MATERIAL FOR THE TASK:

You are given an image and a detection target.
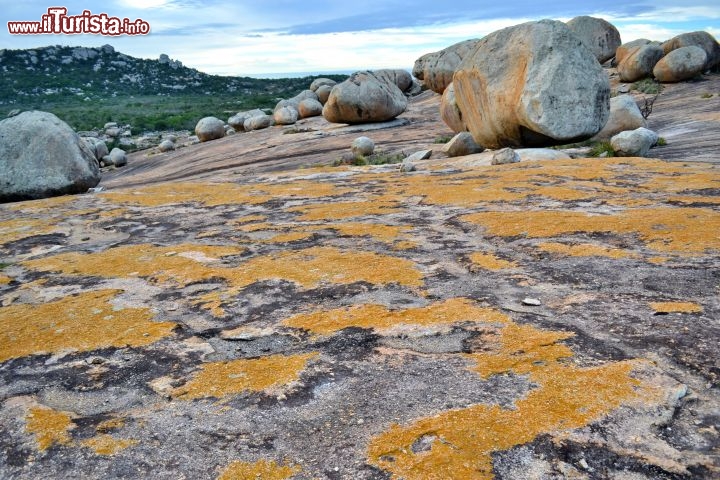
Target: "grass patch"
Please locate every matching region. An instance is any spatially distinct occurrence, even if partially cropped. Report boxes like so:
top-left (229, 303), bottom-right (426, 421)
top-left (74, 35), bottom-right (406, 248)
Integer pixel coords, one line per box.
top-left (630, 78), bottom-right (663, 95)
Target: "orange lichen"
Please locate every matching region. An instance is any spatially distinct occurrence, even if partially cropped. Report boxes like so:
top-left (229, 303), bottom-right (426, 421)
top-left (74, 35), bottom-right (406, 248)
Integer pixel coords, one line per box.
top-left (462, 208), bottom-right (720, 254)
top-left (0, 290), bottom-right (176, 362)
top-left (538, 242), bottom-right (637, 258)
top-left (172, 353), bottom-right (318, 400)
top-left (650, 302), bottom-right (702, 313)
top-left (80, 434), bottom-right (138, 456)
top-left (218, 460), bottom-right (301, 480)
top-left (25, 406), bottom-right (75, 451)
top-left (368, 316), bottom-right (641, 480)
top-left (468, 252), bottom-right (518, 270)
top-left (282, 298), bottom-right (510, 335)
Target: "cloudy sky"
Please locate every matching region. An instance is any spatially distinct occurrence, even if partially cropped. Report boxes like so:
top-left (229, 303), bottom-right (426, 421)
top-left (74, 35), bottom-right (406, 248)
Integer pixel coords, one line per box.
top-left (0, 0), bottom-right (720, 75)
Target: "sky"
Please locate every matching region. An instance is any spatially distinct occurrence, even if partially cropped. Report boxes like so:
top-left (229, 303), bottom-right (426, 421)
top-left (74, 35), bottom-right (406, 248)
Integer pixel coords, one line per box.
top-left (0, 0), bottom-right (720, 76)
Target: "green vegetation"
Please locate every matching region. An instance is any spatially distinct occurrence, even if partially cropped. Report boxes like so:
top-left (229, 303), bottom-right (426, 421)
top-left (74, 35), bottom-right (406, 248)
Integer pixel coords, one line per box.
top-left (630, 78), bottom-right (663, 95)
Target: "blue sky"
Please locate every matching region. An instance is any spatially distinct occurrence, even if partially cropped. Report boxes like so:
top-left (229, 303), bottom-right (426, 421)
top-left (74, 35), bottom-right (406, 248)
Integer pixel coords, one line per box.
top-left (0, 0), bottom-right (720, 75)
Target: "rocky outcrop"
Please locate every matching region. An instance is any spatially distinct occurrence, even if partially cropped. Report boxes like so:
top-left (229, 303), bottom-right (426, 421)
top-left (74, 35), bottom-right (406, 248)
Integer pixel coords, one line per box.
top-left (453, 20), bottom-right (610, 148)
top-left (440, 82), bottom-right (467, 133)
top-left (413, 39), bottom-right (479, 93)
top-left (567, 15), bottom-right (622, 63)
top-left (618, 43), bottom-right (663, 82)
top-left (610, 127), bottom-right (658, 157)
top-left (662, 30), bottom-right (720, 70)
top-left (593, 95), bottom-right (647, 140)
top-left (323, 71), bottom-right (407, 124)
top-left (653, 45), bottom-right (707, 83)
top-left (195, 117), bottom-right (225, 142)
top-left (0, 111), bottom-right (100, 202)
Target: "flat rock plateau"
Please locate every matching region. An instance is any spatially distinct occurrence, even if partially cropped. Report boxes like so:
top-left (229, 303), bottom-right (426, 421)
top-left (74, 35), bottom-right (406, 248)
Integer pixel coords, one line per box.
top-left (0, 75), bottom-right (720, 480)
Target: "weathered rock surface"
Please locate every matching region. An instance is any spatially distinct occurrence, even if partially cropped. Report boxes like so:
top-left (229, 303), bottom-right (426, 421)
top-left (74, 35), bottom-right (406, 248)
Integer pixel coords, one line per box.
top-left (662, 30), bottom-right (720, 70)
top-left (323, 71), bottom-right (407, 123)
top-left (610, 127), bottom-right (658, 157)
top-left (567, 15), bottom-right (622, 63)
top-left (653, 46), bottom-right (707, 83)
top-left (593, 95), bottom-right (647, 140)
top-left (442, 132), bottom-right (484, 157)
top-left (195, 117), bottom-right (225, 142)
top-left (453, 20), bottom-right (610, 148)
top-left (440, 82), bottom-right (467, 133)
top-left (412, 39), bottom-right (479, 94)
top-left (0, 111), bottom-right (100, 202)
top-left (618, 43), bottom-right (664, 82)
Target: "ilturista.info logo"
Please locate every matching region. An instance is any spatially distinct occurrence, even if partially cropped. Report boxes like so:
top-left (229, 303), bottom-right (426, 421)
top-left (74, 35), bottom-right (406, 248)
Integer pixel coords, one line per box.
top-left (8, 7), bottom-right (150, 36)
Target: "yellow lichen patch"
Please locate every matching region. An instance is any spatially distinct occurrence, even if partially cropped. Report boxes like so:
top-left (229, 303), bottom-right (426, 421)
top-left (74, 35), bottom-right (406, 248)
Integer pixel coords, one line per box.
top-left (368, 316), bottom-right (641, 480)
top-left (172, 353), bottom-right (317, 400)
top-left (80, 434), bottom-right (138, 456)
top-left (287, 200), bottom-right (400, 221)
top-left (462, 208), bottom-right (720, 254)
top-left (23, 244), bottom-right (244, 285)
top-left (282, 298), bottom-right (510, 335)
top-left (538, 242), bottom-right (637, 258)
top-left (101, 180), bottom-right (349, 207)
top-left (0, 290), bottom-right (175, 362)
top-left (468, 252), bottom-right (517, 270)
top-left (218, 460), bottom-right (301, 480)
top-left (650, 302), bottom-right (702, 313)
top-left (25, 407), bottom-right (75, 451)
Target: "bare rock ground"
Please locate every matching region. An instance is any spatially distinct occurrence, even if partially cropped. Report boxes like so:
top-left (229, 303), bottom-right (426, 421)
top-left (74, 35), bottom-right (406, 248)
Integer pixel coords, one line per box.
top-left (0, 72), bottom-right (720, 480)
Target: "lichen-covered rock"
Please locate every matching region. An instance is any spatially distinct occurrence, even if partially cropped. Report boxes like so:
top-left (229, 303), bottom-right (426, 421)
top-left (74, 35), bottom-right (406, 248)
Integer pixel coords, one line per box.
top-left (567, 15), bottom-right (622, 63)
top-left (653, 45), bottom-right (707, 83)
top-left (453, 20), bottom-right (610, 148)
top-left (413, 38), bottom-right (479, 93)
top-left (0, 111), bottom-right (100, 202)
top-left (618, 43), bottom-right (663, 82)
top-left (195, 117), bottom-right (225, 142)
top-left (442, 132), bottom-right (484, 157)
top-left (440, 82), bottom-right (467, 133)
top-left (593, 95), bottom-right (647, 140)
top-left (662, 30), bottom-right (720, 70)
top-left (323, 71), bottom-right (407, 123)
top-left (610, 127), bottom-right (658, 157)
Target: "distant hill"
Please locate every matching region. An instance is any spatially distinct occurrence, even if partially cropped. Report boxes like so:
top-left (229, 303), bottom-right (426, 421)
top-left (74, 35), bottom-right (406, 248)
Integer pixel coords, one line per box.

TASK TO COMPLETE: Show every line of the entries above that contains the word "lichen".

RESPONSE:
Target: "orange lichen"
Target: "yellow lichen patch"
Target: "lichen-covered rock"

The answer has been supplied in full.